(TEXT SEGMENT)
══════════

Reliance Nippon Life IPO Basis of Allotment

RELIANCE NIPPON LIFE ASSET MANAGEMENT LIMITED

(FORMERLY, RELIANCE CAPITAL ASSET MANAGEMENT LIMITED)

Our Company was incorporated as 'Reliance Capital Asset Management Limited', a public limited company under the Companies Act, 1956 with the Registrar of Companies, Gujarat, Dadra & Nagar Haveli on February 24,1995 at Ahmedabad. Our Company obtained a certificate for commencement of business on March 20,1995. The name of our Company was changed to its present name and a fresh certificate of incorporation was issued by the Registrar of Companies, Mumbai ('RoC') on May 5,2016 at Mumbai. For details of changes in the name and registered office address of our Company, see 'History and Certain Corporate Matters' on page 194 of the Prospectus dated October 30,2017 filed with the RoC ('Prospectus').

Registered and Corporate Office: Reliance Centre, 7th Floor, South Wing, Off Western Express Highway, Santacruz (East), Mumbai 400 055, Maharashtra, India; Contact Person: Deepak Mukhija, Company Secretary and Compliance Officer for the Offer; Tel: + 91 22 33031000; Fax: +91 22 3303 7662; E-mail: deepak.mukhija@relianceada.com; Website: www.reliancemutual.com; Corporate Identity Number: U65910MH1995PLC220793

PROMOTERS OF OUR COMPANY: RELIANCE CAPITAL LIMITED AND NIPPON LIFE INSURANCE COMPANY

BASIS OF ALLOTMENT

Our Company has filed the Prospectus with the Registrar of Companies, Mumbai on October 30,2017 and the Equity Shares are proposed to be listed on the BSE Limited ('BSE') and the National Stock Exchange of India Limited ('NSE') and the trading will commence on November 6,2017.

INITIAL PUBLIC OFFERING OF 61,200,000 EQUITY SHARES OF FACE VALUE OF RS 10 ('EQUITY SHARES') OF RELIANCE NIPPON LIFE ASSET MANAGEMENT LIMITED (OUR 'COMPANY' OR THE 'ISSUER') FOR CASH AT A PRICE OF RS. 252 PER EQUITY SHARE INCLUDING A SHARE PREMIUM OF RS 242 PER EQUITY SHARE (THE 'OFFER PRICE'), AGGREGATING TO RS 15,422.40 MILLION (THE 'OFFER') COMPRISING A FRESH ISSUE OF 24,480,000 EQUITY SHARES BY OUR COMPANY AGGREGATING TO RS 6,168.96 MILLION (THE 'FRESH ISSUE') AND AN OFFER FOR SALE OF 36,720,000 EQUITY SHARES AGGREGATING TO RS 9,253.44 MILLION BY THE PROMOTER SELLING SHAREHOLDERS (DEFINED HEREINAFTER). THE OFFER CONSTITUTES 10.00 % OF THE POST-OFFER PAID-UP EQUITY SHARE CAPITAL OF OUR COMPANY. THE ANCHOR INVESTOR OFFER PRICE IS RS 252 PER EQUITY SHARE.

══════════

(AVAILABLE DATA)
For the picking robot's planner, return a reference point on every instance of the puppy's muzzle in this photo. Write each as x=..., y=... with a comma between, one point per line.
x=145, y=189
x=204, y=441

══════════

(WHAT TO PRODUCE)
Carry on the Reliance Nippon Life Asset Management IPO allotment notice, continuing it directly after its final sentence.

(EXERCISE RESPONSE)
THE OFFER PRICE: RS 252 PER EQUITY SHARE
ANCHOR INVESTOR OFFER PRICE: RS 252 PER EQUITY SHARE
THE OFFER PRICE IS 25.2 TIMES OF THE FACE VALUE

Risks to Investors:

i. The Company intends to utilize Rs 1,650 million from the Net Proceeds of the Fresh Issue to undertake acquisitions for which targets have not been identified. For further details please refer to risk factor 14 on page 27 of the Prospectus.

ii. The eight Lead Managers associated with the Offer have collectively handled 51 public offers in the past three years, out of which 13 offers closed below the offer price on listing date.

iii.There are no comparable listed peers of the Company.

iv.The Price/Earnings ratio based on diluted EPS for Fiscal 2017 as per Restated Consolidated Financial Statements for the Company at the upper end of the Price Band is as high as 36.79, as compared to the Price/Earnings ratio of NIFTY 50 of 23.26 (as of March 31,2017).

v. The average cost of acquisition per Equity Share for Reliance Capital Limited and Nippon Life Insurance Company (Promoter Selling Shareholders in the Offer) is Rs 8.00 and Rs 115.00, respectively and the Offer Price at upper end of the Price Band is Rs 252 per Equity Share.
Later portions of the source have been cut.